■ **Selected extract**
Cue backstory, complete with bongo drums and leopard skin-clad dancing girls.
Indeed, Professor Reed fell in love with a "jungle woman" while on Safari in Africa. Now, after bringing her back to civilization and marrying her, bizarre hoodoo hijinks have ensued!
Arguably, the best of the SANCTUM films, it features a bevy of horror movie queens, including Evelyn Ankers, Elizabeth Russell, and Lois Collier, in addition to the aforementioned Ms. Gwynne.
Mr. Chaney Jr. Is his usual, remarkable self. This is enjoyable horror hokum for the whole family...
Beko
10/05/2024 16:00
I have to say, I'm a big fan of these Inner Sanctum mysteries. For the most part, they are better than average--I would even say they are excellent little chillers & "Weird Woman" is one of the best.
Lon Chaney--taking a respite from his monster roles--gets a rare opportunity at being a leading man. Some will debate whether Chaney had the looks or the ability to play such parts, but I think he did an excellent job with nearly all the Inner Sanctum roles he was given. Of course, I'm a big fan of Lon since my early childhood--so maybe my opinion is a little biased.
Chaney seemed to want more of these leading man type roles during this point in his career, but seemed to get mostly typecast as a "horror man" which may have attributed to some of his personal demons--not to mention the shadow of his late father. Of course, those horror roles for which he was typed led to Lon becoming immortal for generations of fans--moreso than probably a lot of the guys who were playing romantic leads during Chaney's career.

■ **Exercise requirements**
1. List every performer named in the film reviews.
2. Answer these questions from the film reviews, one line each:
(a) Where was Professor Reed when he fell in love with a "jungle woman"?
(b) Which Inner Sanctum mystery does the second reviewer rank as one of the best?
(c) What label did Chaney get typecast with, according to the film reviews?
3. Carry the film reviews forward from the point where they stop.

■ **Information supplied**
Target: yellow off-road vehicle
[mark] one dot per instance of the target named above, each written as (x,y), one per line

■ **Answers**
1.
Evelyn Ankers
Elizabeth Russell
Lois Collier
Ms. Gwynne
Lon Chaney Jr.

2.
(a) On Safari in Africa.
(b) "Weird Woman."
(c) A "horror man."

3.
Getting back to "Weird Woman", Anne Gwynne was always one of my favorite 1940s beauties, Evelyn Ankers is as pretty as ever--not to mention diabolical--and the supporting cast for this picture may be the best assembled for any of the Inner Sanctum films (Strange Confession boasts a first rate cast as well).
Overall--if you're a Lon Chaney fan or just a fan of the old Universal classics in general--then I would say all 6 of the Inner Sanctum mysteries are required viewing.
8.5 out of 10....
MAMUD MANNE
29/05/2023 12:54
source: Weird Woman
EL'CHAPO CAÏPHL 🇨🇮
23/05/2023 05:38
After 40-odd years of watching horror films,I finally caught up with this one. My expectations were not high and I thoroughly enjoyed it. I found the opening satisfyingly creepy as the movie is liberally larded with all the necessary elements of the genre e.g. howling wind, "haunted house" organ music, Lon Chaney's thoughts vouchsafed to us in the form of voice-overs etc etc. I thought the tension was maintained throughout the film, with the exception of the jungle scenes which are dopey.The ending is fantastic but appropriate. The companion feature on the video, "The Frozen Ghost", I thought was dull.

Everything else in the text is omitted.